== What is expected ==
Copy every item below line for line, leaving out the pictures.

══════════

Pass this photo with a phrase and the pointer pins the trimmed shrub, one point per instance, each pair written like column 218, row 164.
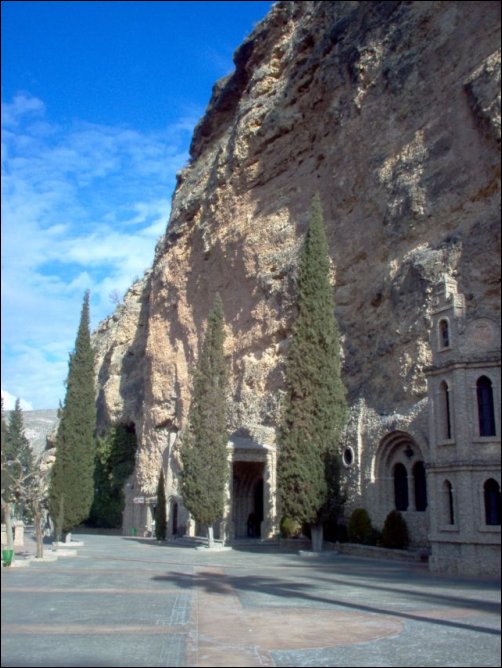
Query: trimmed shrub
column 290, row 528
column 395, row 531
column 359, row 529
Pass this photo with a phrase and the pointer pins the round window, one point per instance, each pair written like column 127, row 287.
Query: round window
column 348, row 456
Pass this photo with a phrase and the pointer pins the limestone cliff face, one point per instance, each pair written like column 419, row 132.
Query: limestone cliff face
column 391, row 110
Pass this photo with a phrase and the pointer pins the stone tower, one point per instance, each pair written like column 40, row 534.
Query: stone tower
column 463, row 472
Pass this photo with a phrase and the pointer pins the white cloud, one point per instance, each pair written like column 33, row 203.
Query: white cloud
column 82, row 207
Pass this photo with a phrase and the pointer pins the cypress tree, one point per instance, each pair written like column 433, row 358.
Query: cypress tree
column 315, row 407
column 204, row 451
column 160, row 510
column 115, row 451
column 72, row 486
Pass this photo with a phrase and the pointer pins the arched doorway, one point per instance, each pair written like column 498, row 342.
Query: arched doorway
column 247, row 498
column 401, row 479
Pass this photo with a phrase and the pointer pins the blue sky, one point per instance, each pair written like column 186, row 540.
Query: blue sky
column 99, row 101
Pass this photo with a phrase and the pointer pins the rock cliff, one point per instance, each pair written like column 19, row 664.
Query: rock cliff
column 391, row 110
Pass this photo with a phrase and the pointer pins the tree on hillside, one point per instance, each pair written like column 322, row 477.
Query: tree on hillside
column 7, row 483
column 204, row 450
column 160, row 510
column 115, row 457
column 20, row 457
column 315, row 408
column 72, row 484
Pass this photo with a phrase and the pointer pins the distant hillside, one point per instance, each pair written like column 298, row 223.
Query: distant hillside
column 37, row 424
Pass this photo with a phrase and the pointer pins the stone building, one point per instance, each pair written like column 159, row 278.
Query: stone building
column 438, row 463
column 463, row 471
column 391, row 112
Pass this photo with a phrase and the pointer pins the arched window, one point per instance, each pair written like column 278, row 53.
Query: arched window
column 492, row 502
column 400, row 487
column 449, row 512
column 444, row 392
column 420, row 486
column 486, row 411
column 444, row 334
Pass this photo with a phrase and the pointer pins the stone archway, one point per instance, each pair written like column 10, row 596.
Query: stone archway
column 247, row 497
column 401, row 483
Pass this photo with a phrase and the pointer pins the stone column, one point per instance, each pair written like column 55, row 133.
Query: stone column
column 269, row 525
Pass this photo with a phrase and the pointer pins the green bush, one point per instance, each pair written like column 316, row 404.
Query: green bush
column 290, row 528
column 395, row 531
column 359, row 529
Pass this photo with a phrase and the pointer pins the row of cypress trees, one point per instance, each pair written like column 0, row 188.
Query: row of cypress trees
column 314, row 412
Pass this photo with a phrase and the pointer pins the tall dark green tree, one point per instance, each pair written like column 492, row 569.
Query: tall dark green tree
column 115, row 456
column 204, row 451
column 72, row 484
column 315, row 408
column 160, row 510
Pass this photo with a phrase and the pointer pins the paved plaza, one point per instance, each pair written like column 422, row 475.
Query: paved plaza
column 125, row 601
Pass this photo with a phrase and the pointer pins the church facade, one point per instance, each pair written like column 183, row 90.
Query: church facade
column 438, row 463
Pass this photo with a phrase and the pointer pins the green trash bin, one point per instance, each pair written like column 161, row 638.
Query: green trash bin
column 7, row 556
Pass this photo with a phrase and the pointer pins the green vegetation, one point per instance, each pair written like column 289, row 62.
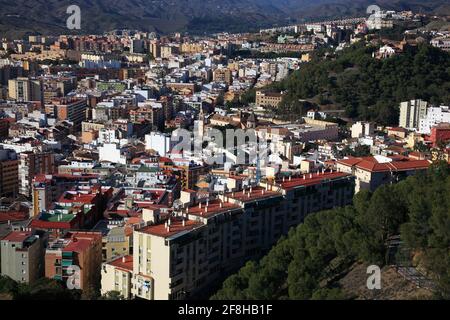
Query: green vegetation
column 368, row 88
column 43, row 289
column 304, row 264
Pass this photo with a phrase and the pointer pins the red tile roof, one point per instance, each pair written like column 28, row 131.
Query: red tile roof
column 81, row 241
column 176, row 227
column 13, row 216
column 17, row 236
column 124, row 263
column 398, row 164
column 310, row 179
column 214, row 207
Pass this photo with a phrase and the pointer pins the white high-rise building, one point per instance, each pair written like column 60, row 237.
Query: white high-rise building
column 362, row 129
column 435, row 115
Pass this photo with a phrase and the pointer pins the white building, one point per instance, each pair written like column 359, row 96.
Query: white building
column 435, row 115
column 111, row 152
column 362, row 129
column 159, row 142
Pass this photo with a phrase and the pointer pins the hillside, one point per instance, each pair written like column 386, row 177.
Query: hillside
column 365, row 87
column 21, row 17
column 317, row 258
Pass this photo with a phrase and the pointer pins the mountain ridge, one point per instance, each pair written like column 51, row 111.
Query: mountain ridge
column 23, row 17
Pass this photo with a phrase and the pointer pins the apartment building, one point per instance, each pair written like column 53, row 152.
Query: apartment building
column 25, row 89
column 372, row 172
column 117, row 275
column 31, row 164
column 268, row 99
column 70, row 109
column 182, row 255
column 9, row 176
column 223, row 75
column 362, row 129
column 411, row 112
column 80, row 251
column 22, row 255
column 434, row 116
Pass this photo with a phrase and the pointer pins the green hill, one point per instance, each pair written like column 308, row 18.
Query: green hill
column 365, row 87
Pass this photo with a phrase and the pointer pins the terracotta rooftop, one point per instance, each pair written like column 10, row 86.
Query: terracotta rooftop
column 309, row 179
column 17, row 236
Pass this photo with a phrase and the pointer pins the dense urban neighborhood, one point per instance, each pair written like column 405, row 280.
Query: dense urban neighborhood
column 259, row 165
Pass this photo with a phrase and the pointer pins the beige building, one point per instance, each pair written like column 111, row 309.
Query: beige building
column 116, row 276
column 372, row 172
column 22, row 256
column 183, row 255
column 24, row 89
column 223, row 75
column 411, row 112
column 264, row 99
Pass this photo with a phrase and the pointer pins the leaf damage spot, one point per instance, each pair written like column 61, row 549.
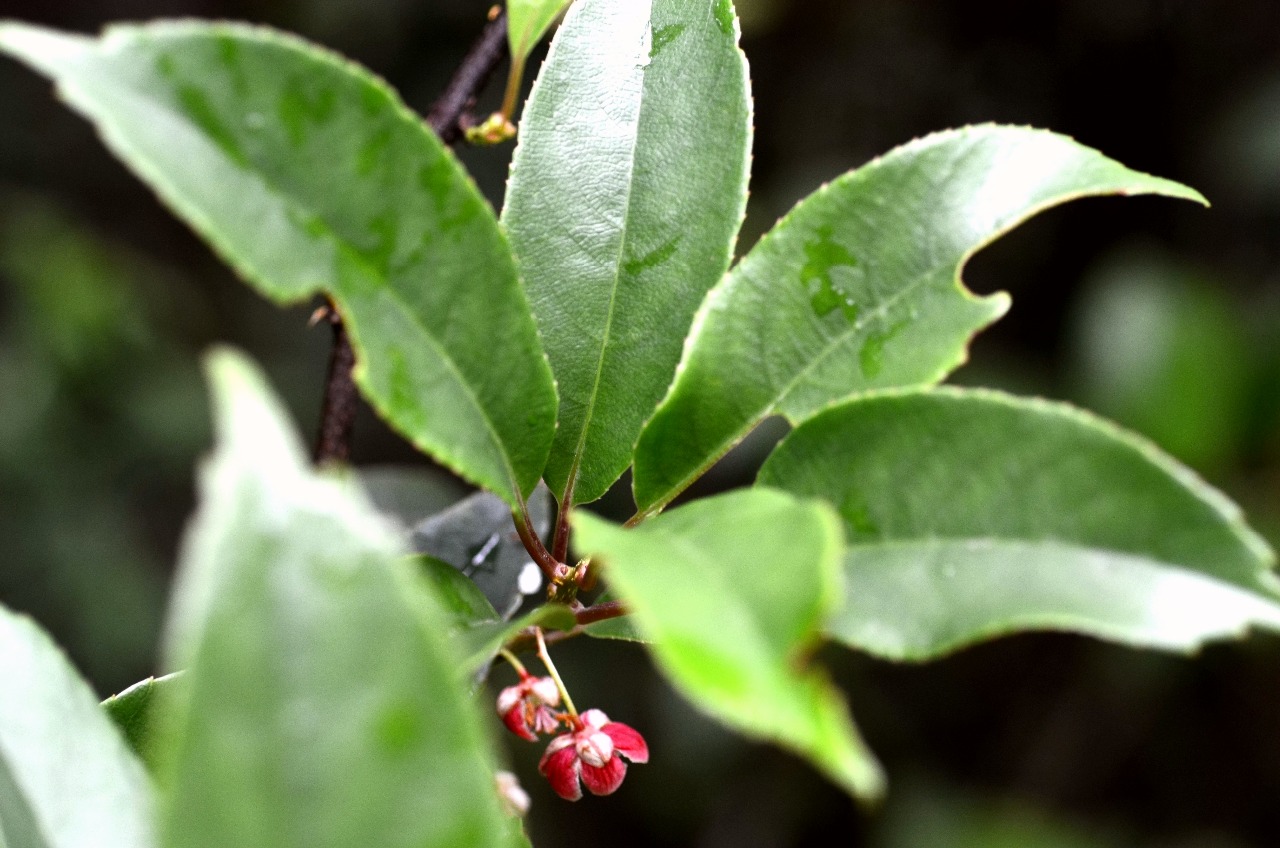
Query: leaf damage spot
column 821, row 256
column 662, row 36
column 654, row 258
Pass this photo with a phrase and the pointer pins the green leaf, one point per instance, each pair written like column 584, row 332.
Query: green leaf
column 528, row 22
column 323, row 707
column 859, row 288
column 133, row 712
column 764, row 570
column 625, row 196
column 621, row 628
column 307, row 174
column 67, row 778
column 481, row 639
column 458, row 596
column 972, row 514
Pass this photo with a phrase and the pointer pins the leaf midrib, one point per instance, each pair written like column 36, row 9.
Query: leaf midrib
column 571, row 479
column 330, row 233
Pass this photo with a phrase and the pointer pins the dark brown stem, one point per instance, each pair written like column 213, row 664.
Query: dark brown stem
column 472, row 74
column 549, row 565
column 447, row 115
column 339, row 405
column 600, row 612
column 525, row 639
column 560, row 542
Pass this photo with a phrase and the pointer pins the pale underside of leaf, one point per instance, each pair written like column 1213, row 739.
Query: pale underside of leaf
column 922, row 600
column 859, row 288
column 309, row 176
column 618, row 219
column 291, row 732
column 972, row 514
column 67, row 778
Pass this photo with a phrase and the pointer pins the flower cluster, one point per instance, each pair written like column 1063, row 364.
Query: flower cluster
column 593, row 750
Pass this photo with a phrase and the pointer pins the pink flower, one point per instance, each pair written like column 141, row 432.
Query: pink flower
column 592, row 753
column 525, row 707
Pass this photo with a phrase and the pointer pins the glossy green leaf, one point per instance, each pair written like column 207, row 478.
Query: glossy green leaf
column 767, row 574
column 859, row 288
column 528, row 22
column 309, row 174
column 972, row 514
column 67, row 778
column 133, row 712
column 620, row 217
column 323, row 706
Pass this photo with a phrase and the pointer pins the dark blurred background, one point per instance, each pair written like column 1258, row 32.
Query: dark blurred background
column 1160, row 314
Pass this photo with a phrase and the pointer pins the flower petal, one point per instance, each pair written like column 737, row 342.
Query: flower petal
column 606, row 779
column 562, row 770
column 594, row 719
column 508, row 698
column 627, row 742
column 515, row 721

══════════

== Solution for this task ==
Pass this photo with a phrase and the pointer pins the trimmed shrub, one point per instance, each pair written like column 218, row 164.
Query: trimmed shrub
column 290, row 528
column 395, row 531
column 359, row 529
Pass this photo with a phrase and the pointer pins the round window, one point per instance, each pair written like column 127, row 287.
Query: round window
column 348, row 456
Pass this photo with a phrase and the pointer pins the limestone cliff face, one point per instance, each pair written like column 419, row 132.
Query: limestone cliff face
column 391, row 110
Pass this photo with a phrase and the pointer pins the stone tower, one point per instance, each pair written like column 40, row 534.
Query: stone tower
column 463, row 472
Pass this photo with a phrase and the pointer pins the white cloud, one point per instance, each pair written like column 33, row 203.
Query: white cloud
column 82, row 207
Pass this photo with a phrase and the pointer pins the cypress tree, one point per instance, each pair written like column 433, row 358.
Query: cypress tree
column 315, row 407
column 204, row 451
column 160, row 510
column 115, row 451
column 72, row 486
Pass this photo with a phrase and the pointer pins the arched doorway, one point per instance, each pair written like column 498, row 342.
Query: arched doorway
column 247, row 498
column 401, row 479
Pass this photo with a phrase and the pointer pins the blue sky, one point per instance, each pair written like column 186, row 540.
Query: blue sky
column 99, row 101
Pass this photo with a phrase and the pointer pins the rock cliff, one point per instance, each pair written like column 19, row 664.
Query: rock cliff
column 391, row 110
Pass this photo with a phrase and the pointer pins the tree on hillside, one point per instance, each pair written like column 322, row 477.
Query: tree on hillside
column 7, row 483
column 204, row 450
column 160, row 510
column 115, row 457
column 20, row 457
column 315, row 408
column 72, row 484
Pass this photo with a phrase and the pointer pins the distant hillside, one point per instance, each pair written like column 298, row 223.
Query: distant hillside
column 37, row 424
Pass this photo with a phrase and the pointer pins the stone building, one point per instance, each pair written like column 159, row 278.
Query: stone building
column 438, row 463
column 463, row 471
column 391, row 112
Pass this photo with a phrase and the pointer pins the arched window, one point per instance, each pair written like column 278, row 53.
Query: arched window
column 492, row 502
column 400, row 487
column 449, row 512
column 444, row 392
column 420, row 486
column 486, row 411
column 444, row 334
Pass this photo with a phrase and the pointer pins the stone archway, one point per instance, each pair written like column 10, row 596.
Query: stone archway
column 247, row 497
column 401, row 483
Pass this photo with a phrase and the pointer pins the stone column, one point per instance, each pair written like column 55, row 133.
Query: stone column
column 269, row 525
Pass this photo with a phrase and the pointer pins the green bush, one point per instance, each pair written like column 316, row 404.
Query: green bush
column 290, row 528
column 395, row 531
column 359, row 529
Pass this photo with a phrase and the pointer pins the row of cypress trees, one point per instance, each pair written like column 0, row 188.
Query: row of cypress trees
column 314, row 412
Pass this photo with a phrase and the pointer pins the tall dark green tree, one point per instance, each pair written like column 492, row 569.
Query: tall dark green tree
column 115, row 456
column 204, row 451
column 72, row 484
column 315, row 408
column 160, row 510
Pass this photo with a phrase and the pointer pins the paved plaza, one point per instance, each pair written like column 422, row 475.
Query: paved plaza
column 125, row 601
Pass this photo with a phrase and the pointer pins the church facade, one point per instance, each pair written like column 183, row 90.
Query: church facade
column 438, row 463
Pass this photo with a phrase and the pointer pins the green trash bin, one point per instance, each pair written like column 161, row 638.
Query: green trash bin
column 7, row 556
Pass this photo with a phrase and the pointer pins the green vegetation, one point per instance, each pair written like column 289, row 62.
Query: green vegetation
column 368, row 88
column 43, row 289
column 304, row 264
Pass this photo with a phrase and the pointer pins the red tile roof, one point per instance, each pair written like column 28, row 131.
Query: red tile roof
column 81, row 241
column 176, row 227
column 13, row 216
column 17, row 236
column 124, row 263
column 398, row 164
column 310, row 179
column 214, row 207
Pass this photo with a phrase and the pointer pins the white high-rise building, one point per instance, each pair written like column 60, row 237.
Query: white high-rise building
column 362, row 129
column 435, row 115
Pass this photo with a phrase and the pointer pins the white building, one point per instance, each pair written like column 359, row 96.
Query: white building
column 435, row 115
column 111, row 152
column 362, row 129
column 159, row 142
Pass this photo with a phrase and the pointer pins the hillside, one point per instance, each pair written like column 386, row 177.
Query: hillside
column 365, row 87
column 21, row 17
column 317, row 258
Pass this photo with a phrase and the pointer pins the mountain ridge, one point per instance, each pair written like column 51, row 111.
Query: mountain ridge
column 23, row 17
Pass this photo with a phrase and the pointer pins the apartment building, one point per instance, each pair written like column 53, row 152.
Query: apartment building
column 25, row 89
column 372, row 172
column 117, row 275
column 31, row 164
column 268, row 99
column 70, row 109
column 182, row 255
column 9, row 176
column 223, row 75
column 362, row 129
column 411, row 112
column 80, row 251
column 22, row 255
column 434, row 116
Pass this photo with a phrase and the pointer pins the green hill, one point per instance, each pair written like column 308, row 18.
Query: green hill
column 365, row 87
Pass this photo with a phrase and the pointer pins the terracotta rooftop, one point per instance, each pair written like column 10, row 86.
Query: terracotta rooftop
column 309, row 179
column 17, row 236
Pass this photo with a phrase and the pointer pins the dense urban neighborhood, one point per instance, each pair written like column 405, row 280.
Query: dense urban neighborhood
column 259, row 165
Pass this photo with a phrase and the pointer pins the beige building, one point per instance, each pair written like column 111, row 309.
Query: beige building
column 116, row 276
column 372, row 172
column 22, row 256
column 183, row 255
column 24, row 89
column 223, row 75
column 411, row 112
column 264, row 99
Pass this photo with a phrase and the pointer pins the leaf damage spot, one point per instance, each pair written like column 61, row 549.
Query: leaf damage spot
column 821, row 256
column 662, row 36
column 654, row 258
Pass this photo with a phrase and the pointer pins the green leaf, one point per instance, each pair written like column 584, row 332.
Query: green leaf
column 528, row 22
column 323, row 707
column 859, row 288
column 133, row 712
column 764, row 570
column 625, row 196
column 621, row 628
column 307, row 174
column 67, row 778
column 481, row 639
column 458, row 596
column 972, row 514
Pass this photo with a phrase and the pointer pins the leaf midrib, one point per instance, each pair written like column 36, row 9.
Query: leaf midrib
column 571, row 479
column 330, row 233
Pass this photo with a phrase and the pointer pins the dark brown stem, one point per instance, each pair written like column 213, row 664.
Query: dark brown stem
column 472, row 74
column 549, row 565
column 447, row 115
column 339, row 405
column 600, row 612
column 525, row 639
column 560, row 542
Pass this photo with a phrase and the pointer pins the pale underside of leaf, one point per instance, each pair written like column 1213, row 739.
Query: pale underside of leaf
column 922, row 600
column 859, row 288
column 309, row 176
column 618, row 219
column 291, row 732
column 972, row 514
column 67, row 778
Pass this photo with a phrase and the pointer pins the flower cluster, one point per instance, each pair written like column 1063, row 364.
Query: flower cluster
column 593, row 750
Pass this photo with a phrase and the pointer pins the pink flower, one point per instance, each pair written like column 141, row 432.
Query: pink flower
column 592, row 753
column 525, row 707
Pass this photo with a phrase and the pointer pins the glossy green leaf, one point per instance, each pair written like column 207, row 478.
Query: glossy green leaf
column 767, row 574
column 859, row 288
column 528, row 22
column 309, row 174
column 972, row 514
column 67, row 778
column 133, row 712
column 620, row 217
column 323, row 706
Pass this photo with a phrase and the pointer pins the dark blurred background, one point per instance, each pair written like column 1258, row 32.
Query: dark blurred background
column 1160, row 314
Pass this photo with a phrase and the pointer pins the flower petal, one point per instance, each pair written like column 737, row 342.
Query: flower petal
column 606, row 779
column 562, row 770
column 594, row 719
column 508, row 698
column 627, row 742
column 515, row 721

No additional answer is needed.